Falling Trees, Gallery Art, and Paint-Smudged Palms

If an artist paints, then if no one ever sees that painting, is it still art? This Question of the Weekend relates to the old "if a tree falls in the forest and no one is around to hear it" dilemma.
                                                        


This is Alpine Artwalk's Gallery Night. So we're here, in little Alpine, Texas.  Big times. Food, drink, music, art, friends. Family. (My sister Kathy flew down from Calgary to share the weekend with us.) This small West Texas town decks the halls; businesses open their doors for the 14th annual event. Artists seek display space like bulls charging into a rodeo arena, Alpine being a cornerstone of the growing Big Bend art market. This isn't Manhattan or Santa Fe, but some of the art here is just as good. Some is better. And there's no traffic.
                                                        
              Sisters Lindy Cook Severns & Kathy Cook Nammour looking twinsy for Gallery Night
                                                                               (I'm the short, round-faced one.)
                    
For a nominal fee, any local business can participate and display the work of an area artist, jeweler, photographer, potter, or other artisan this weekend. (Making space for more than one artist is, of course, even better.) Folks who come to Artwalk then follow the signs to the next location as they walk the intimate downtown area while listening to corner musicians, visiting, nibbling and perhaps imbibing along the way. I dearly love people who drink bubbly while shopping for art.

Paintings by aspiring amateurs and polished professionals line the walls of Front Street Books, Bread and Breakfast, the Holland Hotel, Quetzal Gifts. Trans-Pecos Bank (one of my collectors of both oil and pastel) and West Texas National Bank (which really should buy a piece of my work so as to keep up with their discriminating neighbor) provide not only wall space but big donor funds. Alpine's full time galleries—my favorite jewelers, Susanna and David at Mi Tesoro; the new Catch Light Gallery, an artists' coop; big guy on the block and exclusive home to my framed creations, Kiowa Gallery all urge their resident artists to unfold new art at the event.  (In my case, only two of the fifteen 2006 paintings I took to Kiowa for last fall's Gallery Night remain unsold. Unfolding new pieces wasn't the issue— I had to produce a whole new collection for this year's event! A good problem to have, but, whew!!!) Collectors, designers, art lovers fly in to browse new regional art. Holiday shopping commences, and sales of unique gift items are brisk. 
                                     

                                                        Jim & Lindy Severns and MONSOON SEASON (30" x 40" oil)

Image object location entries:

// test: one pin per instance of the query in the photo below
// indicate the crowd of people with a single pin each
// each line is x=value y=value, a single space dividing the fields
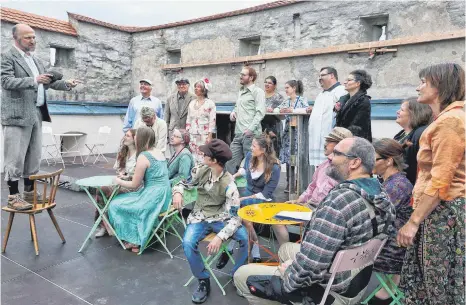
x=409 y=189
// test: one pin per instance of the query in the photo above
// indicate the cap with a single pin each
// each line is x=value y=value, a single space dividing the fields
x=338 y=133
x=182 y=80
x=217 y=149
x=146 y=81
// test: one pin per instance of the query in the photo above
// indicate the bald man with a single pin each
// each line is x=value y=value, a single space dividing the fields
x=23 y=108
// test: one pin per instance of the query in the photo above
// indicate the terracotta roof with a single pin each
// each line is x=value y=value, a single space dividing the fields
x=37 y=21
x=134 y=29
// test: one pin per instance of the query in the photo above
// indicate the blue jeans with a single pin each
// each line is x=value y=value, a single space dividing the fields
x=195 y=232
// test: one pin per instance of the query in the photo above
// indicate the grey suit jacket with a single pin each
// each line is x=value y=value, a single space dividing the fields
x=174 y=116
x=19 y=92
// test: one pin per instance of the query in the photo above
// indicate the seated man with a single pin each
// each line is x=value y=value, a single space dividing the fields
x=215 y=210
x=149 y=118
x=355 y=211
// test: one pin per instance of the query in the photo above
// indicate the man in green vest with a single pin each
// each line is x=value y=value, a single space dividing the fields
x=215 y=210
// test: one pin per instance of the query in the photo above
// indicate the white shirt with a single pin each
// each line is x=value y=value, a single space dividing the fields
x=35 y=72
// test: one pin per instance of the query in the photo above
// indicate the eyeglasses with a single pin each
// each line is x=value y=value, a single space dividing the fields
x=339 y=153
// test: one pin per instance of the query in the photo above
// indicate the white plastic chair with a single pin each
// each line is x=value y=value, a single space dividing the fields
x=354 y=258
x=98 y=148
x=50 y=148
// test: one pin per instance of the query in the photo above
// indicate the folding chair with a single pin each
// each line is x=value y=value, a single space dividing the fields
x=97 y=148
x=213 y=258
x=47 y=203
x=354 y=258
x=392 y=289
x=49 y=146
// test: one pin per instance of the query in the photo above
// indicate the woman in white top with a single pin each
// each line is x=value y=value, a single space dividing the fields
x=201 y=120
x=124 y=165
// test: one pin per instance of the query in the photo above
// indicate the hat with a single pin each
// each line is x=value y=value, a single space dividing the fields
x=182 y=80
x=146 y=81
x=217 y=149
x=338 y=133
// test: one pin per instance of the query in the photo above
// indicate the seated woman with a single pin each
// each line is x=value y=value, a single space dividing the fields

◆ DIRECTIVES
- a) Condense the paragraph of the Gallery Night text that begins "For a nominal fee, any local business" into a shorter version, keeping its main facts.
- b) Carry the Gallery Night text forward from its final line, writing the next passage in the same first-person voice.

◆ ANSWERS TO THE EXERCISES
- a) For a small fee, any local business can take part and display the work of an area artist, jeweler, photographer, potter, or other artisan during the weekend, and hosting more than one artist is even better. Visitors follow signs from one location to the next through the compact downtown, hearing musicians on street corners and visiting, snacking, and perhaps drinking as they go. The writer especially loves people who drink bubbly while shopping for art.

- b)
                                                                collection of Trans Pecos Banks, Alpine, TX


Some fine art walks out during Gallery Night weekend. But the event's thrust is acquainting people with the work and faces of area artists and introducing visitors to our charming and friendly area businesses. Gallery Night puts faces behind paintings, promotes art, and brings folks back to Alpine again, and again.

In the days leading to the official event, energy and excitement float through Alpine's streets like colorful leaves on a mountain breeze. Serious repeat collectors and savvy shoppers arrive to preview the offerings. There is the smell of money in the air. (Three of my pieces have already sold. And for that, I'm thankful, but I wish my sister could've seen them, first! ) I'm a professional artist, so I don't pretend the money isn't an issue. When I sell a painting, I shout whoopdeedoo.
But having ten or fifteen thousand strangers plus a few friends viewing the paintings I've been doing since last spring is heady. I can't be humble about that. I paint, and I absolutely love people admiring what I paint. The viewer is as much a part of the creative process as a stick of pastel.
So, do I paint to have my work admired?
If no one but me would ever see a painting, would I still pour my soul into creating it?
You bet I would.

Without an audience, would that unseen painting still be art?
                                    
                      Only for the birds.....
My audience while painting BROKEN SKY OVER BLUE MOUNTAIN would've just as soon made confetti of it

If a tree falls in a deserted forest, the earth surely feels the thunder from that living thing it has long and lovingly nourished. Who cares if anybody hears the tree fall. The earth was involved with that tree from the get-go. The earth remembers the sapling's roots sucking water from the soil, its trunk flowing with life, branching, leafing. The sound the tree makes when it falls may be mighty, but to the earth it came from, sound is the least part of its quiet creation.

I'm thrilled when a painting sells. I delight in having my work prominently displayed in a prestigious gallery. I want my husband, my sister, my friends to admire what I spend my time on. But ultimately, I paint for myself. Once I dirty my hands, creating, that painting becomes forever part of me. After reproducing a physical landscape on canvas, I never see that terrain the same again. It edges into my soul to claim a niche. Whether anyone ever sees my creation changes nothing. I paint because I paint.
And all the rest is gravy.
(This weekend, I think I'll enjoy a fine Merlot with all that gravy!)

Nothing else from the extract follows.